**SET PROBLEM**
Copy all of the data below word for word, but leave the pictures out.

**THE DATA**
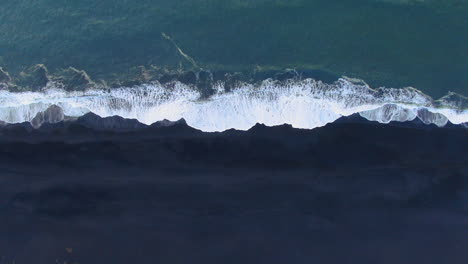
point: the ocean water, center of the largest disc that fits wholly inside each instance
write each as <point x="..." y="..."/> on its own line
<point x="303" y="104"/>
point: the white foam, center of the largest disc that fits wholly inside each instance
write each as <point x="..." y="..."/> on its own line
<point x="303" y="104"/>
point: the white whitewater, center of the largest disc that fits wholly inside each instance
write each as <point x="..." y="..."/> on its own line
<point x="303" y="104"/>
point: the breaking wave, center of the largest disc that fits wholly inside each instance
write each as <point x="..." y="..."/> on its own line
<point x="301" y="103"/>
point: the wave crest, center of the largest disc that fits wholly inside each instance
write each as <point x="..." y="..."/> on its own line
<point x="302" y="103"/>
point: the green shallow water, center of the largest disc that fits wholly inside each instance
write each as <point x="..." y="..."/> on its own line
<point x="385" y="42"/>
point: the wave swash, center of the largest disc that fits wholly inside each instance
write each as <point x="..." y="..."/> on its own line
<point x="302" y="103"/>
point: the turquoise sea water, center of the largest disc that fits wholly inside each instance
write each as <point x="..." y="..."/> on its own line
<point x="385" y="42"/>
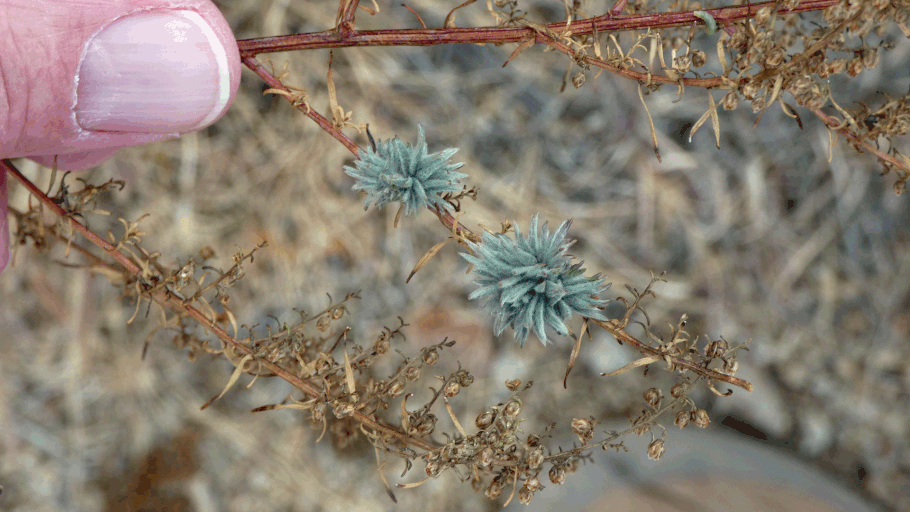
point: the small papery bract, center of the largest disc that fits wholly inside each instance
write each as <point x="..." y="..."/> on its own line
<point x="530" y="281"/>
<point x="397" y="171"/>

**ANSWER TO THIS TASK**
point: the ocean water, center of the largest disc that fits wholly inside each instance
write each as <point x="..." y="..."/> on its own line
<point x="303" y="104"/>
point: the white foam, center of the largest disc that fits wholly inside each instance
write each as <point x="..." y="..."/> on its own line
<point x="303" y="104"/>
point: the white whitewater, center of the largest disc that fits wholly inside each instance
write each as <point x="..." y="..."/> on its own line
<point x="303" y="104"/>
point: the breaking wave, center of the largest disc that fits wholly inside each instance
write each as <point x="..." y="..."/> on its own line
<point x="301" y="103"/>
point: the wave crest, center of the largest disc that fits wholly inside each instance
write each as <point x="..." y="..."/> on its own line
<point x="302" y="103"/>
point: the green shallow water, center of the largest disc that fits wholly inside each instance
write each as <point x="..." y="..."/> on its own line
<point x="385" y="42"/>
point: the wave swash, center of the largest disc that fits wholly inside each instance
write each as <point x="..." y="..."/> on its own line
<point x="302" y="103"/>
point: the turquoise sea water, center of the largest disc that fits wholly inside each instance
write each as <point x="..." y="..."/> on its own line
<point x="385" y="42"/>
point: the small papery bract, center of the largest disc that fits wholly inside each instance
write each as <point x="..." y="..."/> on its own line
<point x="530" y="281"/>
<point x="397" y="171"/>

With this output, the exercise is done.